● **Task 1**:
Using the text on Jersey companies and taxation, decide whether each statement agrees with it: (a) directors of a Jersey company must live in Jersey; (b) forming a company costs an incorporation fee of GBP200; (c) banks pay the standard corporate income tax rate of 0%. Answer yes or no for each and quote the words of the text that decide it.
● **Task 2**:
List every percentage tax rate that the text on Jersey companies and taxation mentions, and give what each one applies to.
● **Task 3**:
Extend the text on Jersey companies and taxation, beginning after its final sentence.

● **Text provided**:
Having abolished its Exempt Company and International Business Company regimes, Jersey law no longer permits the formation of tax-privileged ‘offshore’ companies. Instead, all companies are subject to the same low rate of income tax, which is 0% in most cases for non-resident companies (see below).

Jersey companies may be public or private. A public company is one which has more than 30 members or which declares in its Memorandum of Association that it is public. Public companies are required to file audited accounts with the Registrar of Companies. Only a public company may issue a prospectus and offer its shares for subscription to the public.

A private company is any company that is not a public company, although a private company's Memorandum must state that it is a private company.

Shelf companies are not available in Jersey; however the formation process is quick and inexpensive provided that a new company does not intend to carry on business on Jersey itself. There is an incorporation fee of GBP200 and an annual return fee of GBP150. A company must have a registered office in Jersey. Public companies need to file audited accounts, but private companies are not legally obliged to do so.

A private company must have at least one director, and a public company at least two. There is no requirement under the Law for directors appointed to Jersey companies to be resident in Jersey, nor is it necessary for meetings of directors to take place on the island. Directors also do not have to hold shares in the company.

It is a requirement under Jersey law that companies hold annual general meetings, unless the company’s Articles of Association provide otherwise, or all members agree in writing.

A company wanting to do business as such on the island will need to provide a great deal of information to the authorities in order to obtain the necessary consents and licenses; in fact the authorities actively discourage new business activity in most cases in order to conserve scarce resources.


A ‘zero/ten’ tax system for companies has applied from 2009. This was achieved by introducing a standard rate of corporate income tax of 0%, and a special rate of 10% for specified financial services companies (banks), into the Island’s existing schedular tax system. Utility companies, rental income and property development profits continue to be charged at the standard income tax rate of 20%.

The States agreed to introduce a broad-based, 3% Goods and Services Tax (GST) in 2008, with a registration threshold set at GBP300,000 of taxable turnover. This rate increased to 5% from June 1, 2011. However, financial services entities are generally exempt from the GST in order to preserve the competitiveness of Jersey’s finance centre.

● **Entries**:
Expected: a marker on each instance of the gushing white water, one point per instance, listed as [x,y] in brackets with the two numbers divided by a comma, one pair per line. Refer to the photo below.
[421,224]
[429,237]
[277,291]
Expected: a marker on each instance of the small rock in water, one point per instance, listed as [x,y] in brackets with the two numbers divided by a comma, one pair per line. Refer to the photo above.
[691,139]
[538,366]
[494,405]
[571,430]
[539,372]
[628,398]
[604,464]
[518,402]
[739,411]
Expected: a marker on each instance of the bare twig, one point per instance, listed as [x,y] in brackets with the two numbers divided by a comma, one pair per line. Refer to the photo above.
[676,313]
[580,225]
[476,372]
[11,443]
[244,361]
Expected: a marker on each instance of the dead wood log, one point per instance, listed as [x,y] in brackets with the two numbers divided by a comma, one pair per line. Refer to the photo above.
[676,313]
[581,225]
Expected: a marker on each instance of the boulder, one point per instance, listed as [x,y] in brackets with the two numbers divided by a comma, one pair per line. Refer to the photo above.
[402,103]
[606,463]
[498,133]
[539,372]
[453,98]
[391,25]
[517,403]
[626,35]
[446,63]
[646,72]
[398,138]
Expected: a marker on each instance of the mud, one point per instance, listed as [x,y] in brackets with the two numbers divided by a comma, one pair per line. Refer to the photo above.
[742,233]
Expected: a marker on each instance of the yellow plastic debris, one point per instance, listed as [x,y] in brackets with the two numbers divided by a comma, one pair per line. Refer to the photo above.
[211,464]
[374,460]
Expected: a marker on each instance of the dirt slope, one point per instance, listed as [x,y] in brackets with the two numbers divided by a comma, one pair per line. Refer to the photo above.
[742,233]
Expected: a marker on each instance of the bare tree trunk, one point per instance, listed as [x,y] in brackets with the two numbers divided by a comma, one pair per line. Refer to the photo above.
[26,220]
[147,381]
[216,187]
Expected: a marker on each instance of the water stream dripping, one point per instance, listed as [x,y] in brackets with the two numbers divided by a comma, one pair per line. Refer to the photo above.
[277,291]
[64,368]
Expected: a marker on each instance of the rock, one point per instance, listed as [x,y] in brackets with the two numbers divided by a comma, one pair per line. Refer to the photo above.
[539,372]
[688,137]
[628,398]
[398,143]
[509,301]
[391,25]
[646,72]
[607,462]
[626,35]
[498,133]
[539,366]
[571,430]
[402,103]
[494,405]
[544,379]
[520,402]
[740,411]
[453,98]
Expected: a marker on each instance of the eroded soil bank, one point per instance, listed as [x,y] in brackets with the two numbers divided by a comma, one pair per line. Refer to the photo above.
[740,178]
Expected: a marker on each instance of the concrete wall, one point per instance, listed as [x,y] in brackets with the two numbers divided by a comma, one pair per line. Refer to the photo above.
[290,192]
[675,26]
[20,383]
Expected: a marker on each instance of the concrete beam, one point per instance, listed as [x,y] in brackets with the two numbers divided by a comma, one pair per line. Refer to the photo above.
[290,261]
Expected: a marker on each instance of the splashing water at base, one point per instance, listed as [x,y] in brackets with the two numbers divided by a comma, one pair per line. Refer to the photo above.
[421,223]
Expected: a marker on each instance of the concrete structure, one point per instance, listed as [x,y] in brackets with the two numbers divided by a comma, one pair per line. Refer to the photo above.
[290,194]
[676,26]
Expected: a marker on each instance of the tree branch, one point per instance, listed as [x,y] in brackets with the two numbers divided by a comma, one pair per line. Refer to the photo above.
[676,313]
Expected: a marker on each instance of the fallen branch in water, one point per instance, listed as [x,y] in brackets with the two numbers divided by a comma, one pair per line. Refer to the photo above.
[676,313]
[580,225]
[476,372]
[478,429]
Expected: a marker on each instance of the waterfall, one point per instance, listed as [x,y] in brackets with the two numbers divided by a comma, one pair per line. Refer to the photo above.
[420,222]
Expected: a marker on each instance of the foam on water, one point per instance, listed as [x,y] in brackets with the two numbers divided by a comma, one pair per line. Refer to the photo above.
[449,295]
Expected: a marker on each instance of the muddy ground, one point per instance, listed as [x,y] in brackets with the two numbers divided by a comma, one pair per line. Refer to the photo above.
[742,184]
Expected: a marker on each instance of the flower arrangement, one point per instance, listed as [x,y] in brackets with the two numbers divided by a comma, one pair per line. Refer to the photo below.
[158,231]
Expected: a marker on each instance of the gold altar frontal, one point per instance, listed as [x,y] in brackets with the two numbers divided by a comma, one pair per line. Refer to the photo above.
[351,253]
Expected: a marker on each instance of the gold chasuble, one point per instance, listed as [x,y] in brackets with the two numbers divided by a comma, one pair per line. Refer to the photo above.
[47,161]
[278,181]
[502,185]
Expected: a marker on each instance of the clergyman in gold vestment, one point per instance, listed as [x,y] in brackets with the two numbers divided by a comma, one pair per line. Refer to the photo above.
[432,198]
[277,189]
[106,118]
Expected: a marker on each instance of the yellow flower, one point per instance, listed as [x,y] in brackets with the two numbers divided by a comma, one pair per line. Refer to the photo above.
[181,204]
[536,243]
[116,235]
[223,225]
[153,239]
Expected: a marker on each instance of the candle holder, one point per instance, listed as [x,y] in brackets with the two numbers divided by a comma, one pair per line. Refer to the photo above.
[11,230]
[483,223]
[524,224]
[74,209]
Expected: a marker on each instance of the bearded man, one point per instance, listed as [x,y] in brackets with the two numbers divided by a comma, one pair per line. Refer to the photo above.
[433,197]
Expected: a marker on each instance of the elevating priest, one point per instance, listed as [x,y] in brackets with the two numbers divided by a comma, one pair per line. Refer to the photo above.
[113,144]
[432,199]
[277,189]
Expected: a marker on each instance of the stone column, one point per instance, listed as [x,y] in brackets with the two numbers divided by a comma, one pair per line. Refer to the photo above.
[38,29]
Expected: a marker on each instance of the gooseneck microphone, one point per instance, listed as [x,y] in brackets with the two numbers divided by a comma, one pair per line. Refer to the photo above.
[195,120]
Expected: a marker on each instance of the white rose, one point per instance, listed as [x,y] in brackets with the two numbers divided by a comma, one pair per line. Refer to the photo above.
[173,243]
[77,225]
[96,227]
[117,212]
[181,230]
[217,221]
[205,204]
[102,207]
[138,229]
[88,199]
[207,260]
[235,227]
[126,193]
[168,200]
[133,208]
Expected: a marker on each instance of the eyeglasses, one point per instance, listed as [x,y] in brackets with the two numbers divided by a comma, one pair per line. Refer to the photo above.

● **Response 1**:
(a) No: "There is no requirement under the Law for directors appointed to Jersey companies to be resident in Jersey"
(b) Yes: "There is an incorporation fee of GBP200"
(c) No: "a special rate of 10% for specified financial services companies (banks)"

● **Response 2**:
- 0%: the standard rate of corporate income tax, which applies in most cases to non-resident companies
- 10%: the special rate for specified financial services companies (banks)
- 20%: the standard income tax rate, charged on utility companies, rental income and property development profits
- 3%: the Goods and Services Tax introduced in 2008
- 5%: the Goods and Services Tax rate from June 1, 2011

● **Response 3**:
For taxation purposes, an individual may be resident, ordinarily resident, or non-resident. These terms are not statutorily defined. An individual is considered resident in Jersey for income tax purposes if they:

  • are physically present in Jersey for more than six months in any one tax year, or
  • are present in Jersey for an average of least three months per year over a four year period, or
  • are maintaining an abode in Jersey and visit Jersey at some time during the tax year, even for only one day.

Ordinary residence suggests a greater degree of continuity than residence; non-residence is what it says.

Individuals resident and ordinarily resident in Jersey are subject to tax on their world-wide income.

Individuals who are resident but not ordinarily resident are subject to tax on their Jersey income and on any foreign income remitted to Jersey.

Non-resident individuals are taxed on Jersey income only, excluding Jersey bank interest (by concession).

Personal income is taxed at one rate of 20%. Social security contributions are also due at the following rates: 6.5% by the employer and 6% by the employee.

There is no capital gains tax, capital transfer tax, inheritance tax or wealth tax in Jersey.

Under the EU's Savings Tax Directive, withholding tax (known as a retention tax) is deducted from interest payments on savings made to people resident in EU member states, as from July 1, 2005, initially at a rate of 15%, (20% from July 1, 2008 and 35% from July 1, 2011).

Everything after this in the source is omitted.